**** Excerpted passage

I really hate to say this, because I really wanted your country to have a shot at democracy, but I don't think its gonna happen. And if I were an Iraqi Citizen right now I would do everything I could to get out of there. Because I don't think the Iraqi People have stepped up enough to help the American forces control the fanatics and the killers. The Kurds in the north, they're doing very well, they banded together. And Kuwait in the south has a Shia-Sunni mixture and they're doing very well. But for some reason, Madam, the Iraqi People are putting up with this terrorism and its going to lead to even more terrorism, am I wrong?
Yes, that 'Culture Warrior' also adds in the concept of comparing a small nation with limited territory, that you could easily lose in parts of Iraq to that of a much larger Nation. Perhaps he will next opine that Italians can't get the hang of stable government and he wouldn't be able to understand that because the Vatican CAN. Yes, those 2.4 million Kuwaitis living on 17,820 sq. km., which is about the size of Connecticut and Rhode Island, can show how easy it is to those 26.78 million Iraqis living on 437,072 sq. km, which is a bit larger than California. And Kuwait hasn't had a vicious and brutal dictator killing them off for 30 years, but did get the lovely opportunity to get INVADED by Saddam's Iraq. The Kurds to the north, in case it escaped Mr. Bill, happen to have a strong ethnic tradition of success and have had over a DECADE of safe haven from the tyrant Saddam.

I guess the rest of Iraq doesn't deserve that much time, according to Mr. Bill.

Then he is told that the People of Iraq are, indeed, stepping up to problems, informing on terrorists, leading soldiers to weapons caches and terrorists, and working hard and risking their lives to do so. From that Mr. Bill starts to opine some *more*:
O: All right. We see...[cross talk]... we hear that...

R: We have seen an improvement.

O: We hear that, but we see the body count every day. You know there are either more terrorists in Iraq than in any other country on the face of the earth has ever seen. Or the Iraqi People simply aren't doing what they should. As you know, no insurgency can exist unless the population tolerates it. That's what happened in Northern Ireland. It got to the point where the Northern Irish said 'no more' and it stopped. Here you got the Sunnis and the Shia, they hate each other, they're bombing each other. It doesn't seem to me that they're gonna stop. And we can't make them.
Oh, my! Such a lovely example of an ISLAND Nation finally wanting to stop terrorism. Plus he pulls the old Maoist 'fish hiding in the school of fishes' bit. Of course it would be wonderful if there were a civil society that recognizes civil government, but Mr. Bill seems to have forgotten that for 30 years and more it was the rule of a dictator that worked hard to put people who had little in common together so as to play them off against each other and start breaking down communities and instill fear of government. Just what he wanted. Northern Ireland is so like that, isn't it? Dictatorial rule for decades on end by a single leader? No democracy or even memory of it there? Society torn apart and individuals videotaped as they were fed into plastic shredders feet first? Yes, Northern Ireland is just *so* like Iraq.

********
**** Record set

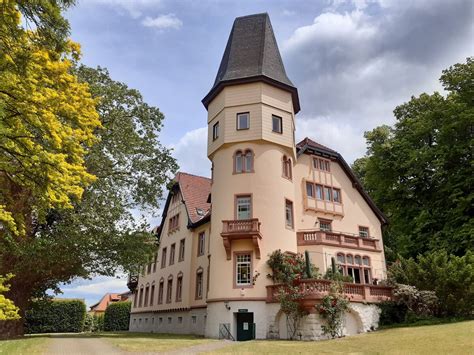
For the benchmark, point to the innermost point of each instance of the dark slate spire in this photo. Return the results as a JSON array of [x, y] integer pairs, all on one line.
[[252, 55]]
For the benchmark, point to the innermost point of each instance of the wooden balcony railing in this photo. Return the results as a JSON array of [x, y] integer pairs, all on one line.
[[241, 229], [318, 237], [132, 282], [316, 289]]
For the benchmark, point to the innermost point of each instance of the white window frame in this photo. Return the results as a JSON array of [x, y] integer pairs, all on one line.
[[246, 116], [243, 262]]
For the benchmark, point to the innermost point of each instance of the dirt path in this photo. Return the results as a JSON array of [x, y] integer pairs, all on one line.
[[62, 345], [197, 349]]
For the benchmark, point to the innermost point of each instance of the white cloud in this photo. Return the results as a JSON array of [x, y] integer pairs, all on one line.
[[358, 60], [162, 22], [98, 286], [191, 152], [134, 8]]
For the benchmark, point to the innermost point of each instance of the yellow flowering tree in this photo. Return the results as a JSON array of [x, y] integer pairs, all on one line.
[[47, 123], [8, 311]]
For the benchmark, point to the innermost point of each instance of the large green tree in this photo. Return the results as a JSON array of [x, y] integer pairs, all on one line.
[[67, 196], [420, 171]]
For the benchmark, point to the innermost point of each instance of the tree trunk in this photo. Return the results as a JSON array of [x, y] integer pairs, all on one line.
[[21, 297]]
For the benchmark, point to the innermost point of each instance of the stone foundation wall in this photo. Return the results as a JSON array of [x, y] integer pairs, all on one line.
[[360, 319], [184, 322]]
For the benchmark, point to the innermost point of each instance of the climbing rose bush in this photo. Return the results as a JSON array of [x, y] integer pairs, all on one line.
[[332, 309]]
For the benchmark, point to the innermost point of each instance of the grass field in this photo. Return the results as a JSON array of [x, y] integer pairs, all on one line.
[[454, 338], [31, 345]]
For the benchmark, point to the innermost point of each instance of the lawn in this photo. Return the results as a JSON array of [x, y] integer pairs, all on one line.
[[31, 345], [152, 342], [453, 338]]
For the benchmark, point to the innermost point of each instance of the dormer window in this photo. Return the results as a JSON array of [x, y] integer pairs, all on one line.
[[243, 120], [277, 126]]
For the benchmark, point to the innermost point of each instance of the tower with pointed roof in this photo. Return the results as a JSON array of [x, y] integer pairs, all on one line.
[[251, 121], [209, 273]]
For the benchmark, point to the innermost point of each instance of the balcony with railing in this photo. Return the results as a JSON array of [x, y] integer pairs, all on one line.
[[132, 282], [316, 289], [346, 240], [241, 229]]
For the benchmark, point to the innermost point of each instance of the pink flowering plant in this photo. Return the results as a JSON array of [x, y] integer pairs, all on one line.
[[332, 309], [288, 270]]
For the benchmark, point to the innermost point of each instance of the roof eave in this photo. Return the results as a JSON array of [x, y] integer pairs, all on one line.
[[252, 79], [355, 181]]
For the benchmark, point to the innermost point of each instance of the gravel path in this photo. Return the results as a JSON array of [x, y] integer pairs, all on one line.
[[63, 345]]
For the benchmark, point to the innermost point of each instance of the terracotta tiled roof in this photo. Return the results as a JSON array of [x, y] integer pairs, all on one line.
[[314, 144], [108, 298], [195, 190]]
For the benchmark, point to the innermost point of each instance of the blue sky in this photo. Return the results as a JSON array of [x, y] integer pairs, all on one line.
[[353, 61]]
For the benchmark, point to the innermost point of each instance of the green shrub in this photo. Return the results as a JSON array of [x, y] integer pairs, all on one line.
[[117, 316], [450, 277], [88, 323], [47, 316], [98, 323]]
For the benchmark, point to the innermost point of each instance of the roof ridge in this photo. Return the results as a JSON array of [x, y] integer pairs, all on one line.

********

◆ **Exercise prompt**
List every population and land-area figure the Iraq commentary gives for Kuwait and Iraq, and say which country each one belongs to. The listing is separate material, unrelated to the Iraq commentary.

◆ **Solved problem**
- Kuwait: 2.4 million people
- Kuwait: 17,820 sq. km.
- Iraq: 26.78 million people
- Iraq: 437,072 sq. km